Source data
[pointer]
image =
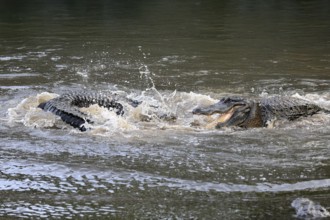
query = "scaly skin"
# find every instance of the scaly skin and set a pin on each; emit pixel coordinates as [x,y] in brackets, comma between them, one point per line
[67,106]
[247,114]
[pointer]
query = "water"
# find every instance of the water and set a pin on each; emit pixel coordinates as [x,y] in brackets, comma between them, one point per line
[173,56]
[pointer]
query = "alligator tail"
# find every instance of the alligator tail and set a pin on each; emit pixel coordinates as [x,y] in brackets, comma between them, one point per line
[72,119]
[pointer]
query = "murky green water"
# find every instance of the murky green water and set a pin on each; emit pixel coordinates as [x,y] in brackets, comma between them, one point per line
[175,55]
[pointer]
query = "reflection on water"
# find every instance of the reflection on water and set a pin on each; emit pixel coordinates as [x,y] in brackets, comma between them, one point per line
[173,56]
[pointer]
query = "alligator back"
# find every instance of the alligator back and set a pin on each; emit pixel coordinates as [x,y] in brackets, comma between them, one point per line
[67,106]
[286,107]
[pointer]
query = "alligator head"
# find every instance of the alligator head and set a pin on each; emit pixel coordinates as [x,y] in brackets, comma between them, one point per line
[234,111]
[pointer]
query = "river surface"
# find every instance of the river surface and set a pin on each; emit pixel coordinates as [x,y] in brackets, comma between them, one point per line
[173,56]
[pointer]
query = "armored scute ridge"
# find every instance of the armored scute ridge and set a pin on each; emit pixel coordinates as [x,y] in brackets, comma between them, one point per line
[239,112]
[67,106]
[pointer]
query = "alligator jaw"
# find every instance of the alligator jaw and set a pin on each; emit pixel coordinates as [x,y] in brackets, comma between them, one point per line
[233,112]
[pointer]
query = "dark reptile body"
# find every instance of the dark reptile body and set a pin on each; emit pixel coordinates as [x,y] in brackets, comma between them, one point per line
[67,106]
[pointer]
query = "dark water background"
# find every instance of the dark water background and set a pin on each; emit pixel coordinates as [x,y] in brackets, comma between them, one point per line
[150,49]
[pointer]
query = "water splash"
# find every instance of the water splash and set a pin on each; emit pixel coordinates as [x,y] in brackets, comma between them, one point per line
[307,209]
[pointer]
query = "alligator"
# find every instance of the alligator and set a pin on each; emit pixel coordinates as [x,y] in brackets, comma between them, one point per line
[238,112]
[67,106]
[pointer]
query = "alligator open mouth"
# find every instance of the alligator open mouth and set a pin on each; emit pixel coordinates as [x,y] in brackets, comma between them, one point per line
[232,112]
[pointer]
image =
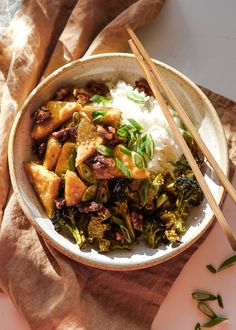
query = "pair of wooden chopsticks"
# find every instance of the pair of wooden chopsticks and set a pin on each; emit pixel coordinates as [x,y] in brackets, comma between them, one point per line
[152,76]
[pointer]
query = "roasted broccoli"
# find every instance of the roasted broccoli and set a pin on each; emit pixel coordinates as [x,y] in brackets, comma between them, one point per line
[96,230]
[189,192]
[153,233]
[68,217]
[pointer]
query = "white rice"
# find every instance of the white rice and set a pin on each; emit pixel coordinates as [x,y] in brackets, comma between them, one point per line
[149,115]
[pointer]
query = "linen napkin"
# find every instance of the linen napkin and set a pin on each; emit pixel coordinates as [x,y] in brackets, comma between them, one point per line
[48,289]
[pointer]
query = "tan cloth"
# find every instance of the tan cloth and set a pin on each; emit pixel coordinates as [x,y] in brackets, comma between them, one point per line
[49,290]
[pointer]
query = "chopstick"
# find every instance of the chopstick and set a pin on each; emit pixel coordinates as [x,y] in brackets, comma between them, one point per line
[183,116]
[149,75]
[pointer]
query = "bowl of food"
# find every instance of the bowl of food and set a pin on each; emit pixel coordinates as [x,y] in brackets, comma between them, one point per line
[97,171]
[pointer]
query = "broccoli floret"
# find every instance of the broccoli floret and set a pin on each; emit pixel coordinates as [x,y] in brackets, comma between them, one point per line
[153,234]
[67,217]
[188,191]
[96,230]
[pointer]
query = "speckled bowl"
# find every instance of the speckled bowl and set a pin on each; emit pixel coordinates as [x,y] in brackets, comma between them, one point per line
[114,67]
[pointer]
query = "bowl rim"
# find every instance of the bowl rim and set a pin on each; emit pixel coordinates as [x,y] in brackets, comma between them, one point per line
[48,238]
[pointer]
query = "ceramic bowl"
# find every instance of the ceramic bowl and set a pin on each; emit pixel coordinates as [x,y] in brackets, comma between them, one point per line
[113,67]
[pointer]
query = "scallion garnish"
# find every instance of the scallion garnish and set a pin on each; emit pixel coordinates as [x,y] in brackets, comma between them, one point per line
[206,310]
[220,301]
[214,322]
[105,151]
[122,167]
[135,97]
[125,150]
[143,192]
[100,99]
[149,146]
[123,131]
[137,159]
[98,113]
[98,119]
[135,124]
[72,158]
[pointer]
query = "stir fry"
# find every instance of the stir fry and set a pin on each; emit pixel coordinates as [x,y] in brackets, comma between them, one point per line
[92,176]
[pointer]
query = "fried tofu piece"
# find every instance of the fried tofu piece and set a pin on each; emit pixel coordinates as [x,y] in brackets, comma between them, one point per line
[135,172]
[63,163]
[74,188]
[112,117]
[46,184]
[53,151]
[60,113]
[87,140]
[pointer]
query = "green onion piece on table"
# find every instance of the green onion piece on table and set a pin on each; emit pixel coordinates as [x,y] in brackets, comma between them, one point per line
[211,269]
[214,322]
[203,296]
[227,263]
[206,310]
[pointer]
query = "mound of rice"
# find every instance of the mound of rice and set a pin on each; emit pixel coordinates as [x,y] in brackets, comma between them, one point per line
[149,115]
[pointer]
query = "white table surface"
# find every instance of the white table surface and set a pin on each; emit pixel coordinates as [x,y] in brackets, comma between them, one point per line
[197,37]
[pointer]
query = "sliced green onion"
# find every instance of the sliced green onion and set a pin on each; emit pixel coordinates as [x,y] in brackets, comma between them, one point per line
[149,146]
[211,269]
[161,200]
[135,97]
[76,119]
[137,160]
[214,321]
[197,326]
[102,194]
[203,296]
[98,113]
[98,119]
[89,193]
[135,124]
[227,263]
[72,159]
[123,131]
[105,151]
[143,192]
[206,310]
[122,167]
[125,150]
[100,99]
[86,173]
[220,301]
[126,234]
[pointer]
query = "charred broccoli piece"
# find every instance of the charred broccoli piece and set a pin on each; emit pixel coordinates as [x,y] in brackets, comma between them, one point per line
[67,217]
[153,233]
[96,230]
[188,191]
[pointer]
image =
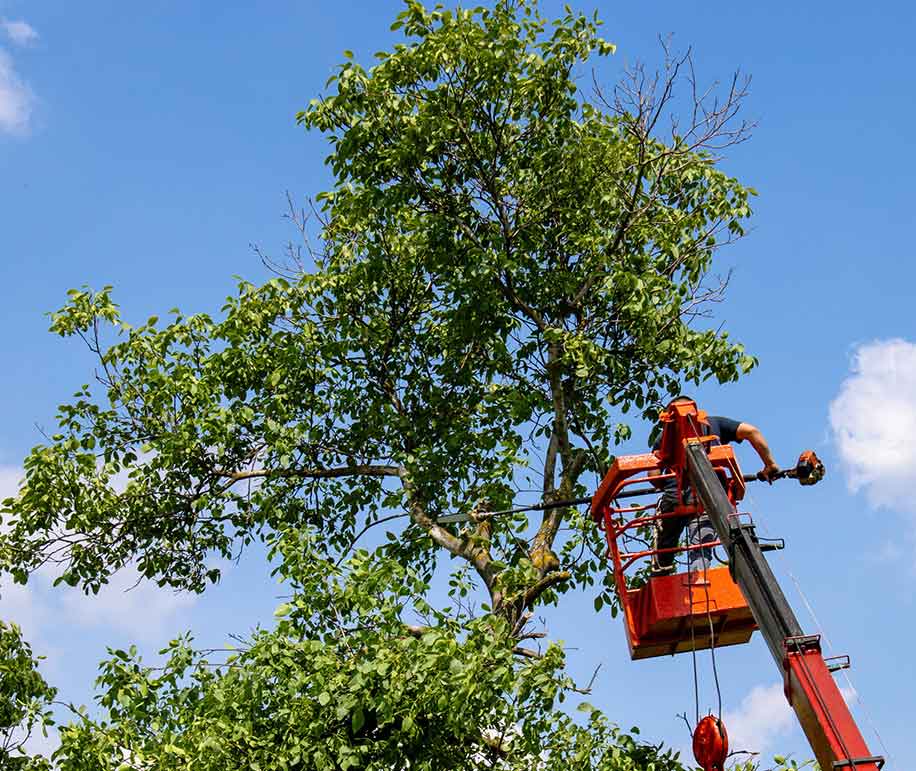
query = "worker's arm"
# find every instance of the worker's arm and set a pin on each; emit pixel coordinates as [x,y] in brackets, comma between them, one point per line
[759,443]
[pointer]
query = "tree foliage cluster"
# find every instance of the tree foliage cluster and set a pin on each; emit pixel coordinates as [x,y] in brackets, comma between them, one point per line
[505,265]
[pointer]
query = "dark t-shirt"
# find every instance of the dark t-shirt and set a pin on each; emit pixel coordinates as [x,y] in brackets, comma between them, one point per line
[725,428]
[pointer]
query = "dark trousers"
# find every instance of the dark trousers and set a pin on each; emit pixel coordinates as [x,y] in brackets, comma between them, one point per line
[668,534]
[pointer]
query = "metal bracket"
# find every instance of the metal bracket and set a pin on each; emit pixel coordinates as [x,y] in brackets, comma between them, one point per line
[836,663]
[854,762]
[802,643]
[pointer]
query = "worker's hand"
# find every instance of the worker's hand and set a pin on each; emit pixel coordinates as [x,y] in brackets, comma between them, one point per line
[770,472]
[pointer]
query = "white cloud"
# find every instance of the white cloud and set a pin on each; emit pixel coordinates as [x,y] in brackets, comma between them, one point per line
[139,608]
[19,32]
[16,99]
[873,420]
[129,604]
[763,716]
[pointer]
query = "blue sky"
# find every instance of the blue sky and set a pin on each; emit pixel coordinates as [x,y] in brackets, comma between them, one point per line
[147,146]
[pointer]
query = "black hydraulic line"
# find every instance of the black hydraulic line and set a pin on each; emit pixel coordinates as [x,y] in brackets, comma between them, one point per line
[748,566]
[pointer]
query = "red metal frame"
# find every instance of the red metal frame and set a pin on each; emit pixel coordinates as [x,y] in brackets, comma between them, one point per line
[661,616]
[671,614]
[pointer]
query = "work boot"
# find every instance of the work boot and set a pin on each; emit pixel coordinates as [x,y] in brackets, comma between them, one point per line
[658,570]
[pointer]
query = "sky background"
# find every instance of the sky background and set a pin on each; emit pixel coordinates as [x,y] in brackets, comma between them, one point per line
[149,146]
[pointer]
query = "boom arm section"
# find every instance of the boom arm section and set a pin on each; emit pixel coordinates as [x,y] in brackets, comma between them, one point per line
[808,684]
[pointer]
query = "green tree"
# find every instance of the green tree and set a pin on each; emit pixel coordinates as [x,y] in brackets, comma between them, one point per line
[25,700]
[506,265]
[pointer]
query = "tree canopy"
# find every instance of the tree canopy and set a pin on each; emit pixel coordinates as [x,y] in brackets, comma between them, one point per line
[504,267]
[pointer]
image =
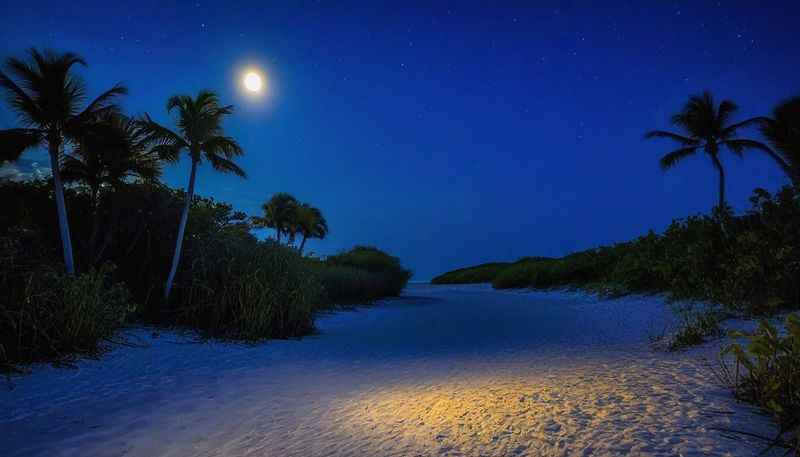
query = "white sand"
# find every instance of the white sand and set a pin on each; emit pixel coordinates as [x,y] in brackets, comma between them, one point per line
[453,371]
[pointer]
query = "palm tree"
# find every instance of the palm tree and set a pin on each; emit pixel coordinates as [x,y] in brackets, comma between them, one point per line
[278,214]
[112,151]
[706,127]
[782,131]
[200,134]
[46,97]
[310,223]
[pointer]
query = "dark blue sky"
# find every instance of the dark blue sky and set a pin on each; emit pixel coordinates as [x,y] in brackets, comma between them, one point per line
[450,134]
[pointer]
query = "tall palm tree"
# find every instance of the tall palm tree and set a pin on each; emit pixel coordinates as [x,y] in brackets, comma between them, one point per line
[278,214]
[705,126]
[113,150]
[47,97]
[310,223]
[199,133]
[782,131]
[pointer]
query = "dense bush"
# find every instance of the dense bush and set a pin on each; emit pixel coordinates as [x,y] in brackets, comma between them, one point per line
[228,285]
[750,264]
[767,372]
[235,287]
[363,273]
[46,315]
[471,275]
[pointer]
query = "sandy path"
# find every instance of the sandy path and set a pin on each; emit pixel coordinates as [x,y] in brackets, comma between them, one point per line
[453,371]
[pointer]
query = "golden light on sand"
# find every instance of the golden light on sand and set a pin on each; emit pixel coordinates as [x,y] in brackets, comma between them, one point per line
[252,81]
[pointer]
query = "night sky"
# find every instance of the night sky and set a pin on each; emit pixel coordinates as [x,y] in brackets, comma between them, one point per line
[451,134]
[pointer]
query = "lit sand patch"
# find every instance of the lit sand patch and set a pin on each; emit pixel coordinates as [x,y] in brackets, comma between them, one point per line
[450,372]
[627,407]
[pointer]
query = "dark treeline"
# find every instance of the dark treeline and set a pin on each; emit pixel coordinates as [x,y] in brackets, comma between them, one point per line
[741,265]
[103,242]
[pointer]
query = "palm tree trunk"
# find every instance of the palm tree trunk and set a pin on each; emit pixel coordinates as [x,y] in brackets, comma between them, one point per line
[176,257]
[61,207]
[95,223]
[721,171]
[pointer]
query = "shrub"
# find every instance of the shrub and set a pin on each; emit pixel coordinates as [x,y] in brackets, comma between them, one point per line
[695,326]
[47,315]
[386,276]
[345,285]
[478,274]
[767,372]
[236,287]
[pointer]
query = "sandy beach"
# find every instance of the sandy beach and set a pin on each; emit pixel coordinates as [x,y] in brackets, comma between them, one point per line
[442,371]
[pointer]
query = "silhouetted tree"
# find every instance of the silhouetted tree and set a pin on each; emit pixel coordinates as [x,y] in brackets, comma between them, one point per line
[200,134]
[113,150]
[310,223]
[46,96]
[279,214]
[706,127]
[782,131]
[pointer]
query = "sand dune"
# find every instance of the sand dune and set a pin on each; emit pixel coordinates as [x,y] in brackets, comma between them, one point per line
[446,371]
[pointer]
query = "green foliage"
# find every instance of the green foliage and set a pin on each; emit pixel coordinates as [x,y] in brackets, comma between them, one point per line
[750,264]
[363,273]
[228,285]
[472,275]
[47,315]
[236,287]
[696,325]
[766,371]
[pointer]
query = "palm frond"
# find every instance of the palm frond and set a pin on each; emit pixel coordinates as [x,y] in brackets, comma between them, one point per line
[222,145]
[224,165]
[13,142]
[671,159]
[102,105]
[20,101]
[684,140]
[730,130]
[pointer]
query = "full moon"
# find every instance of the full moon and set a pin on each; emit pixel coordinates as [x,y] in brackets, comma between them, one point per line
[252,81]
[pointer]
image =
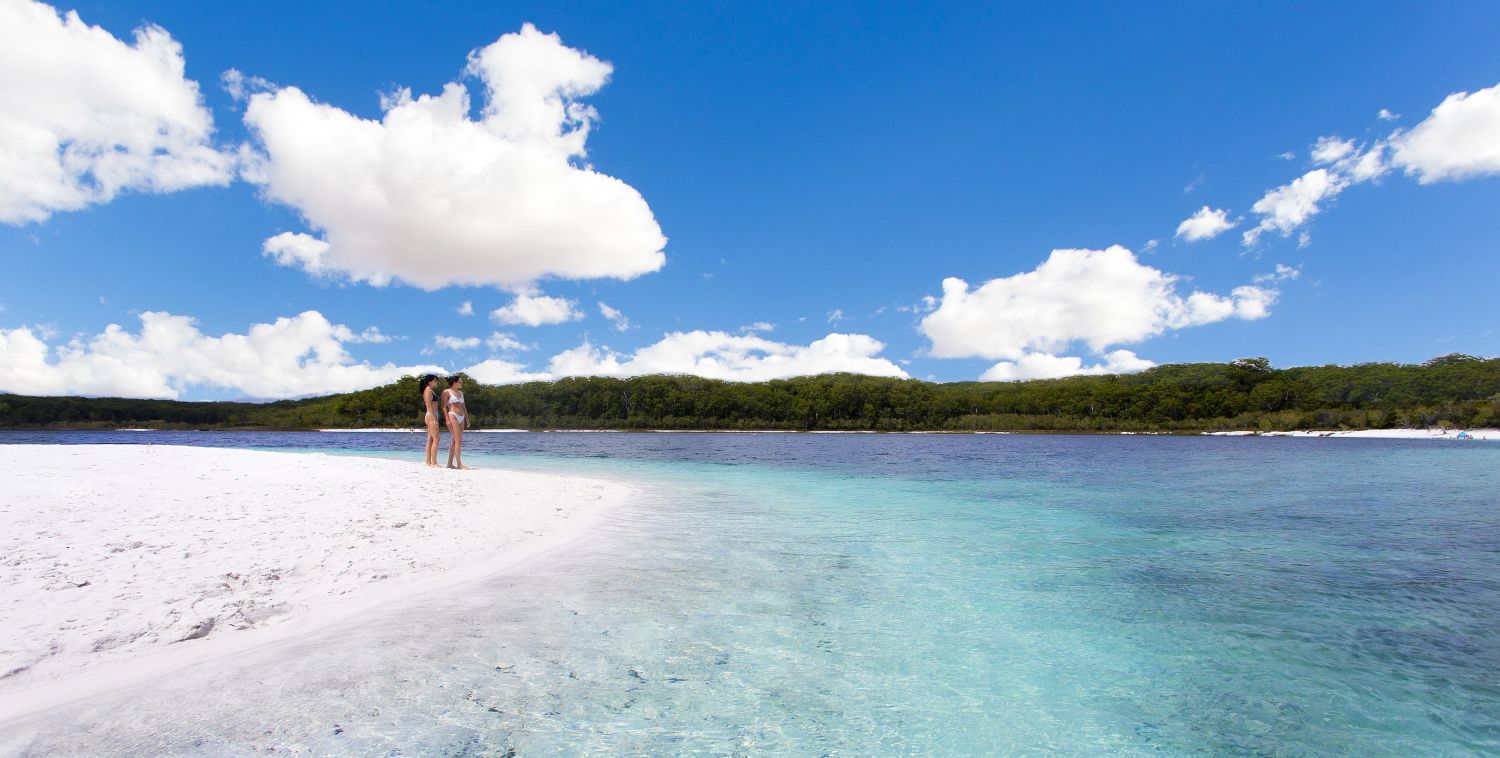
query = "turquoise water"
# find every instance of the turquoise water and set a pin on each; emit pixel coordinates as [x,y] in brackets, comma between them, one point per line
[894,595]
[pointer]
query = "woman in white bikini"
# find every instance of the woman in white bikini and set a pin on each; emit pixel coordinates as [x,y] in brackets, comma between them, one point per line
[458,419]
[431,415]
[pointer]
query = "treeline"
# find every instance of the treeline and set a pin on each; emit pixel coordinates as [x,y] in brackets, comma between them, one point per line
[1248,394]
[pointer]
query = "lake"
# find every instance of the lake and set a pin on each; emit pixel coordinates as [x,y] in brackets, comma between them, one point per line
[902,595]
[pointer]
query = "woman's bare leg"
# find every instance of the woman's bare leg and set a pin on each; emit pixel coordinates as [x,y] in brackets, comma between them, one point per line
[455,439]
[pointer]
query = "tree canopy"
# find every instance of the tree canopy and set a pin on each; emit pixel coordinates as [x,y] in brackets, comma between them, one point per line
[1247,394]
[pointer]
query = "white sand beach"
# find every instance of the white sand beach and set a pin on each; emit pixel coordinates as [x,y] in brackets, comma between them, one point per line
[119,563]
[1376,434]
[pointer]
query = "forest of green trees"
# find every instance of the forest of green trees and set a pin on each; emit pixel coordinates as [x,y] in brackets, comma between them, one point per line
[1451,391]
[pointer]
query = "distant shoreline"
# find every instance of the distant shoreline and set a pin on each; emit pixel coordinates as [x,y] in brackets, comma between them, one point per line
[1365,434]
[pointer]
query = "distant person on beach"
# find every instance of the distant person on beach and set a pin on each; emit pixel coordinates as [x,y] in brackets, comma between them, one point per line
[458,419]
[431,415]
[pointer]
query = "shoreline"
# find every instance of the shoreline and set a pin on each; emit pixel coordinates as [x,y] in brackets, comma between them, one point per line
[215,572]
[1371,434]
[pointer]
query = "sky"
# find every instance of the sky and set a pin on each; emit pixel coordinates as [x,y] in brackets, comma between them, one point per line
[275,200]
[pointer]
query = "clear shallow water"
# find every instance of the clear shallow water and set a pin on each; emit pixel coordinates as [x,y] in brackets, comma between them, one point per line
[857,595]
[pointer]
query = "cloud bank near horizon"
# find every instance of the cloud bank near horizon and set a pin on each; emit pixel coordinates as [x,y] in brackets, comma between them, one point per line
[1095,299]
[308,354]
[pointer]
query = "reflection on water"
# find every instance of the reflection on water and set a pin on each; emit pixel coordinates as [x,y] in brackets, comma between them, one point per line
[906,595]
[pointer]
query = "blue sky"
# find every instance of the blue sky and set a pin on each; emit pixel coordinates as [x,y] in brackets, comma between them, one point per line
[813,159]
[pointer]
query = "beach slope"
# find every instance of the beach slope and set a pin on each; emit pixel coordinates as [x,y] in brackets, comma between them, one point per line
[119,563]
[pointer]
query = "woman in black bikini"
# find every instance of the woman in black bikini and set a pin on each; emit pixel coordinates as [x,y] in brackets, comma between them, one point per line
[432,413]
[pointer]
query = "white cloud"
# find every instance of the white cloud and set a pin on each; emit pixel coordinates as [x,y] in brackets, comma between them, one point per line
[1458,140]
[537,309]
[1205,224]
[432,197]
[86,116]
[500,341]
[617,320]
[371,335]
[734,357]
[1046,365]
[1289,206]
[294,356]
[452,342]
[1283,273]
[500,371]
[1097,297]
[1331,150]
[297,251]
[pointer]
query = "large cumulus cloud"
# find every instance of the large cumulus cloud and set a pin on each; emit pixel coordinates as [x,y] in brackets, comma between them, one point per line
[434,197]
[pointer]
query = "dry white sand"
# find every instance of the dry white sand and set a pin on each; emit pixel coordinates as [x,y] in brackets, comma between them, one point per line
[119,563]
[1377,434]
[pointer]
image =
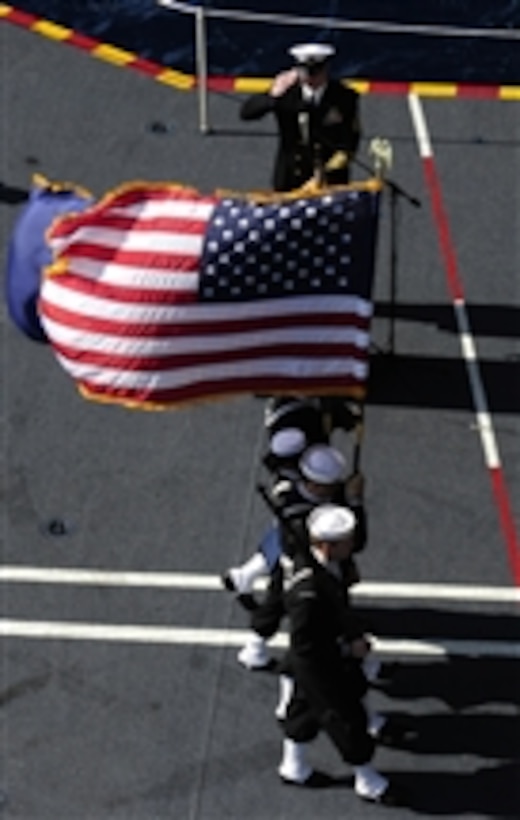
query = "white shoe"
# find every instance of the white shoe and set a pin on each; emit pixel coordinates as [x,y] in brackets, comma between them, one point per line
[286,693]
[294,767]
[254,655]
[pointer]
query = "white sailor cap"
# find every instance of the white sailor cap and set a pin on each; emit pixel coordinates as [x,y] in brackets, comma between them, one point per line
[288,442]
[330,522]
[312,53]
[323,464]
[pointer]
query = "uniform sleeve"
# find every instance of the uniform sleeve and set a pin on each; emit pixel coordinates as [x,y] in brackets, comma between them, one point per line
[304,623]
[256,106]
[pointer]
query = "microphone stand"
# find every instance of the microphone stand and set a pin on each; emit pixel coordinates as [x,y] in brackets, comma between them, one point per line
[396,194]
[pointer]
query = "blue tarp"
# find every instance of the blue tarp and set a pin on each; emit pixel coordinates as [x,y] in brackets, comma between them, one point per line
[260,49]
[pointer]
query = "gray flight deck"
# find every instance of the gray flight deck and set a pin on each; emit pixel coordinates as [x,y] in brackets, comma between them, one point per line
[120,730]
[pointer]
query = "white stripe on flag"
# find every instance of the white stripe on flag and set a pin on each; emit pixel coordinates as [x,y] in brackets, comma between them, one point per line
[304,368]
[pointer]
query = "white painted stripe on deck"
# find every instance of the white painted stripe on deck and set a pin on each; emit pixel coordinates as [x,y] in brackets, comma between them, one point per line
[169,635]
[465,593]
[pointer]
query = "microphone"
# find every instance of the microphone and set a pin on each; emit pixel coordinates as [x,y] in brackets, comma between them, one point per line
[381,152]
[303,125]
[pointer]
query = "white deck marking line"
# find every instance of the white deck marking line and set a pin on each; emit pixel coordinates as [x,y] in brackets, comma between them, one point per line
[168,635]
[206,582]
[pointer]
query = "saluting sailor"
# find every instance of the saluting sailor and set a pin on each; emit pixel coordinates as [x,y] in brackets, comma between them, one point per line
[317,118]
[328,687]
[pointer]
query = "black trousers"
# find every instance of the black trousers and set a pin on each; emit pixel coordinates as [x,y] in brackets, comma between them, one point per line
[345,722]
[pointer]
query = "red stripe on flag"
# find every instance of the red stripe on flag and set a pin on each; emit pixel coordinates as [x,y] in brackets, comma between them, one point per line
[178,361]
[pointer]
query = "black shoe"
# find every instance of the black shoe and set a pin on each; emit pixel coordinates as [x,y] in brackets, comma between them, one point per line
[391,796]
[316,780]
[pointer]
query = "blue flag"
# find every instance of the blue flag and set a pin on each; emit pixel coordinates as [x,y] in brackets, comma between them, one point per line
[28,252]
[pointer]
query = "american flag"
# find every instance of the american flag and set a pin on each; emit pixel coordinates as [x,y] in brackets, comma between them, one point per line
[160,295]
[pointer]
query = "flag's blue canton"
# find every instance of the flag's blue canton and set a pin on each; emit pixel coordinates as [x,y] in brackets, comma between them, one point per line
[308,246]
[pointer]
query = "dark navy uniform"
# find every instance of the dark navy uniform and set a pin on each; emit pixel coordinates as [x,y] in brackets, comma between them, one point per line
[329,685]
[309,134]
[294,505]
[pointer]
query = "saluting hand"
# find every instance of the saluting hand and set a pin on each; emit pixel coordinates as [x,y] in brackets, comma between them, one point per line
[283,81]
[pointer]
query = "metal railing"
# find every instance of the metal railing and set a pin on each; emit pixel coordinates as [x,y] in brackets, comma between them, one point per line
[203,13]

> _Task goal_
Each line from the one containing "# find every instance of the american" through the last line of the entries above is to be returned exactly, and no others.

> _Exercise response_
# find every instance of the american flag and set a pin on each; emit pixel coordinates as [x,y] in brackets, comma between them, one point per line
[160,295]
[pointer]
query = "flag's blue canton"
# find every instance of the flag's blue canton and set a pin on each; emit pixel coordinates as [x,y] in brackets, comma between them, one point per line
[308,246]
[pointer]
query = "dark navy uniform"
# find every instance of the dark navy uniform and set a pin on each; emit pixel coordinates as [x,y] in brackets, comma between them, one point per line
[329,685]
[309,134]
[294,505]
[pointer]
query = "saluting hand"
# find every instance of the saluting hand and set a pin on each; emit pixel coordinates as [x,y] in brackets, comma between them, one point per line
[283,81]
[pointer]
query = "metal railing"
# find every instance of the metal railing and set a pin on each; emit pixel coordinates as [x,y] in brackets, comma between them, one point per line
[203,13]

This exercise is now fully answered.